GIVEN INSTRUCTION 1 |
Reproduce the passage of the forum thread on Python list comprehensions from "if cond1(item) and" up to and including "of the algorithm.", replacing "generator expression" with "lazy iterator".

EXTRACT PROVIDED |

>> start

It doesn't, but here:

result = [(item, foo_item)
    for item, foo_item in ((i, foo(i)) for i in item_list)
    if cond1(item) and cond2(foo_item)]

Turning the inner list comprehension into a generator expression makes sure that we don't use an unnecessary temporary list.

Ignacio Vazquez-Abrams 2010-07-14 23:57:55

That is identical to my second example except you have changed my list comprehension into a generator expression. Are you saying that my second example would only look through the list once? Or are you saying that in order for it to only loop once I need a generator expression?

James Fassett 2010-07-15 00:00:02

A list comprehension creates a list. So you iterate over `item_list`, applying the function to each element in turn, and returning the results as a list. You then iterate over *this* list, making it appear as though you're iterating over `item_list` twice when in fact it's just a side effect of the algorithm.

>> end

LISTING |
>> start

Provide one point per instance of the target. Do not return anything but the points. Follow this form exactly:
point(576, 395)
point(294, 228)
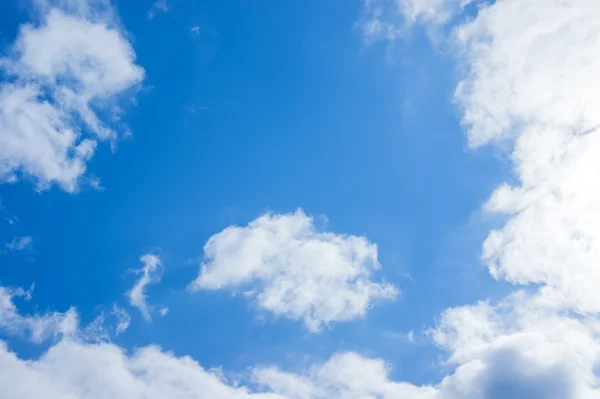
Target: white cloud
point(158, 7)
point(123, 319)
point(393, 19)
point(151, 273)
point(20, 243)
point(37, 327)
point(517, 349)
point(194, 31)
point(530, 81)
point(292, 270)
point(61, 71)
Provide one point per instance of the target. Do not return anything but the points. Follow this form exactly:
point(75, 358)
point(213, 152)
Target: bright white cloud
point(517, 349)
point(20, 243)
point(61, 71)
point(151, 273)
point(530, 80)
point(292, 270)
point(37, 327)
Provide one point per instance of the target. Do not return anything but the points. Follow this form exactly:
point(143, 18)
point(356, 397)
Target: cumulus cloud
point(36, 327)
point(519, 348)
point(62, 72)
point(293, 270)
point(151, 273)
point(529, 83)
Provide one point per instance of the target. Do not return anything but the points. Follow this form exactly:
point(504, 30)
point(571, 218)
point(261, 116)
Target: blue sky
point(227, 111)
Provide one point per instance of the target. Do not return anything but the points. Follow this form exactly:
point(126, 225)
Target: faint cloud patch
point(159, 6)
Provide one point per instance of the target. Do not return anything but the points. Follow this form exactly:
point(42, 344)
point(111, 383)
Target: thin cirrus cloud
point(150, 273)
point(20, 243)
point(61, 70)
point(159, 6)
point(293, 270)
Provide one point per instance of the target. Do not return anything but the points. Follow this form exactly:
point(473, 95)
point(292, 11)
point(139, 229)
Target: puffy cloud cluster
point(61, 73)
point(295, 271)
point(530, 68)
point(37, 327)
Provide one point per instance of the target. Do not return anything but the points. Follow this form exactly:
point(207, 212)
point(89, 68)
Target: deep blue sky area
point(268, 108)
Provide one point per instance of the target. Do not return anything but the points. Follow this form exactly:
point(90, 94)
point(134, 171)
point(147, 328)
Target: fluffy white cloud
point(292, 270)
point(151, 273)
point(518, 349)
point(37, 327)
point(530, 80)
point(60, 72)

>> end

GIVEN INSTRUCTION 2 |
How many lines of the listing contain the string "cloud"? Reply with the number alone.

COMPLETE RESPONSE 1 |
if cond1(item) and cond2(foo_item)]

Turning the inner list comprehension into a lazy iterator makes sure that we don't use an unnecessary temporary list.

Ignacio Vazquez-Abrams 2010-07-14 23:57:55

That is identical to my second example except you have changed my list comprehension into a lazy iterator. Are you saying that my second example would only look through the list once? Or are you saying that in order for it to only loop once I need a lazy iterator?

James Fassett 2010-07-15 00:00:02

A list comprehension creates a list. So you iterate over `item_list`, applying the function to each element in turn, and returning the results as a list. You then iterate over *this* list, making it appear as though you're iterating over `item_list` twice when in fact it's just a side effect of the algorithm.

COMPLETE RESPONSE 2 |
7